SOURCE EXCERPT ::

++++

Morehouse Parish School Board is a school district headquartered in an unincorporated area of Morehouse Parish, Louisiana, United States, near the city of Bastrop, the parish seat.

The district serves Morehouse Parish.

Bastrop High School prayer controversy 
In 2011, graduating senior Damon Fowler objected to prayer at the Bastrop High School graduation exercises, claiming a looming violation of the First Amendment to the Constitution of the United States. The ACLU of Louisiana asked the school not to include a prayer in the May 20 graduation. At the Thursday night rehearsal for the graduation, senior Sarah Barlow included a prayer that explicitly mentioned Jesus, and during the graduation, student Laci Rae Mattice led people in the Lord's Prayer before a moment of silence. The school says that Mattice was told not to include a prayer. Fowler stated that after his objections became public he was ostracized by other students. In 2012, Fowler received the Humanist Pioneer Award from the American Humanist Association.

++++

RECORDS SUPPLIED ::
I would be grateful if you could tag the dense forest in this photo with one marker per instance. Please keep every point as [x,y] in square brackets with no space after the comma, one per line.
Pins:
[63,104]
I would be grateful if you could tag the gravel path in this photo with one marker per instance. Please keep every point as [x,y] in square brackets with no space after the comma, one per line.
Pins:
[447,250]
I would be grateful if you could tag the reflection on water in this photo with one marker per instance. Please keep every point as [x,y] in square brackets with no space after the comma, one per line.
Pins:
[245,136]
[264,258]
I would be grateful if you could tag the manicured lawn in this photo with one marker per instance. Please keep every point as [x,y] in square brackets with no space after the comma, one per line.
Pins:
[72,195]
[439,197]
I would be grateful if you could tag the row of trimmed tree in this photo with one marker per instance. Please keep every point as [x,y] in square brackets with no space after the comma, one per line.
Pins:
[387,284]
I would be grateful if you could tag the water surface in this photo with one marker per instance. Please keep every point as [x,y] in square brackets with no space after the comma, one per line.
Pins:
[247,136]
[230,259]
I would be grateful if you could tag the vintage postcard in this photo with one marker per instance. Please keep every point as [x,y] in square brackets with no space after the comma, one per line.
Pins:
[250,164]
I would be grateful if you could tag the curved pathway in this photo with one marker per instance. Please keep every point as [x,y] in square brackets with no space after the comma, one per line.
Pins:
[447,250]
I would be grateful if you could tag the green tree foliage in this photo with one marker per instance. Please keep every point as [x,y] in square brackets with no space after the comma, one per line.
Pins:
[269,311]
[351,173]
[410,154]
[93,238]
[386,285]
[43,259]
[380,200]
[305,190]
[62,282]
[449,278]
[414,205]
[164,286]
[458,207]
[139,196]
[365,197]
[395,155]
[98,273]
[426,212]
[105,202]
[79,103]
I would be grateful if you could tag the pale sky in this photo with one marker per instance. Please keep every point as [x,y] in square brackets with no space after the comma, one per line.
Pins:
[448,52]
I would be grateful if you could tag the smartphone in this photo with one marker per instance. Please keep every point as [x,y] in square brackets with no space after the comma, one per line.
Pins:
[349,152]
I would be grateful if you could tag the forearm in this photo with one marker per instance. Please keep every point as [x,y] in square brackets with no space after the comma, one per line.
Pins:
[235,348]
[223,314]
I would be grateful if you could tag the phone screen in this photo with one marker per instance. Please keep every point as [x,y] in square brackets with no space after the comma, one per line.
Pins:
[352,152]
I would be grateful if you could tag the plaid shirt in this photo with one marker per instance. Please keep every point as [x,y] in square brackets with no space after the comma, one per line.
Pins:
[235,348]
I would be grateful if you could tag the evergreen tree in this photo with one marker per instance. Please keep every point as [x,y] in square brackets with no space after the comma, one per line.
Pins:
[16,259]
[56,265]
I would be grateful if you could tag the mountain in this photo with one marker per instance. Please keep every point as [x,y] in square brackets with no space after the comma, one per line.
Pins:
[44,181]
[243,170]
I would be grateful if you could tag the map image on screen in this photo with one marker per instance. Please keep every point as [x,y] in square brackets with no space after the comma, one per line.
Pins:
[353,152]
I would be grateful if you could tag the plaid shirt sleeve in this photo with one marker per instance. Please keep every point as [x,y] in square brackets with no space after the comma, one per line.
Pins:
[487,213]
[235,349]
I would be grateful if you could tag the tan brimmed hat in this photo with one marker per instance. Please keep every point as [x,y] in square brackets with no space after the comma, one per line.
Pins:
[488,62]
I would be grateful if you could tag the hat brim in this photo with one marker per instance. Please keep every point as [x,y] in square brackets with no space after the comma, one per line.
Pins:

++++

EXERCISE TASKS ::
1. In the passage on the Morehouse Parish School Board, what award did Damon Fowler receive in 2012, and from which organization?
2. Resume the passage on the Morehouse Parish School Board, picking up after its final sentence.
The material above stands apart from the passage on the Morehouse Parish School Board.

THE REPLIES ::
1. The Humanist Pioneer Award, from the American Humanist Association.

2.
Schools

6-12 schools
 Delta High School  (Unincorporated area)

High schools
 Bastrop High School  (Bastrop)

K-8 schools
 Beekman Junior High School (Unincorporated area)

1-8 schools
 Morehouse Magnet School (Bastrop)

7-8 schools
 Morehouse Junior High School (Bastrop)

PK-6 schools
 Henry V. Adams Elementary School (Bastrop)
 Cherry Ridge Elementary School (Unincorporated area)
 East Side Elementary School (Bastrop)
 Pine Grove Elementary School (Unincorporated area)
 Southside Elementary School (Bastrop)

3-6 schools
 Carver Elementary School (Bastrop)

PK-2 schools
 Oak Hill Elementary School (Bastrop)

Alternative
 Bastrop Learning Academy (Bastrop)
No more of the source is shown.